── THE INPUT
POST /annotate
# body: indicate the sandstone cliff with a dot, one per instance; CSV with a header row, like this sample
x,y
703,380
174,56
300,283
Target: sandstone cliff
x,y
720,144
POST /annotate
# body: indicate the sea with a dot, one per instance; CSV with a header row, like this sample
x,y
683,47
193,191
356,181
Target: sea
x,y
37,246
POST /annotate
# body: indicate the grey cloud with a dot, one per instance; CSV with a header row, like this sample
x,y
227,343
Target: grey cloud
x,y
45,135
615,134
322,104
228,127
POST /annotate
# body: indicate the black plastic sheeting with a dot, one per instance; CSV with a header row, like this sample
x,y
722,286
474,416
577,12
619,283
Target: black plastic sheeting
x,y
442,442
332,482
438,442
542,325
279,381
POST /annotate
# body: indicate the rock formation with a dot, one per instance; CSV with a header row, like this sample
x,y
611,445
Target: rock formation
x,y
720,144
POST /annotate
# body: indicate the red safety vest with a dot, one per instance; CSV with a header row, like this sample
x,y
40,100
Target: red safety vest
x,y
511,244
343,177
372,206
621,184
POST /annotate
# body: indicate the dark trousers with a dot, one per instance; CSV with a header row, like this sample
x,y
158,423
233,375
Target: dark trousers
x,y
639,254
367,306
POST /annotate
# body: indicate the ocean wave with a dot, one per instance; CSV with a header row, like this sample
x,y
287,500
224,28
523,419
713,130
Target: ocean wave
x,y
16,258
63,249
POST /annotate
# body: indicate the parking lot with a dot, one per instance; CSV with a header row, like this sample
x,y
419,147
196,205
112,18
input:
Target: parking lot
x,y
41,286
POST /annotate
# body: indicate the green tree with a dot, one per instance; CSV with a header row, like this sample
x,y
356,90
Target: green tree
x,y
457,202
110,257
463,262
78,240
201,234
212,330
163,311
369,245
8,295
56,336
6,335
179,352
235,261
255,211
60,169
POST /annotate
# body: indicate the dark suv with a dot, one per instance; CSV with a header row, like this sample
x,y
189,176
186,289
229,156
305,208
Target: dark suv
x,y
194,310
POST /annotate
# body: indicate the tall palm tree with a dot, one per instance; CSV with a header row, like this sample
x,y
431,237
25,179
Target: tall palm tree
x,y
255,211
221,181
────
→ **AIM OF THE TASK**
Report each line of the items above that contains the string "safety", treating case as significant.

→ **CORRECT RESULT**
# body: indicate the red safety vest with a dot, one per instance; CSV with a header row, like this sample
Target: red safety vest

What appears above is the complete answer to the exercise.